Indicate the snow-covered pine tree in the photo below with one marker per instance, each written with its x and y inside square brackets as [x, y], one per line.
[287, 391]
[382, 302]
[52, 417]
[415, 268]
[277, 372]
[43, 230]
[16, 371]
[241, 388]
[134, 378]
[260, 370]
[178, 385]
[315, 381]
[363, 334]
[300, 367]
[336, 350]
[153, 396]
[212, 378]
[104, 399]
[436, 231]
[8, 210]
------------------------------------------------------------------------
▶ [PROMPT]
Count the lines in the rows above that contain the string "instance", matching case exactly, and reply with the number only.

▶ [EXERCISE ANSWER]
1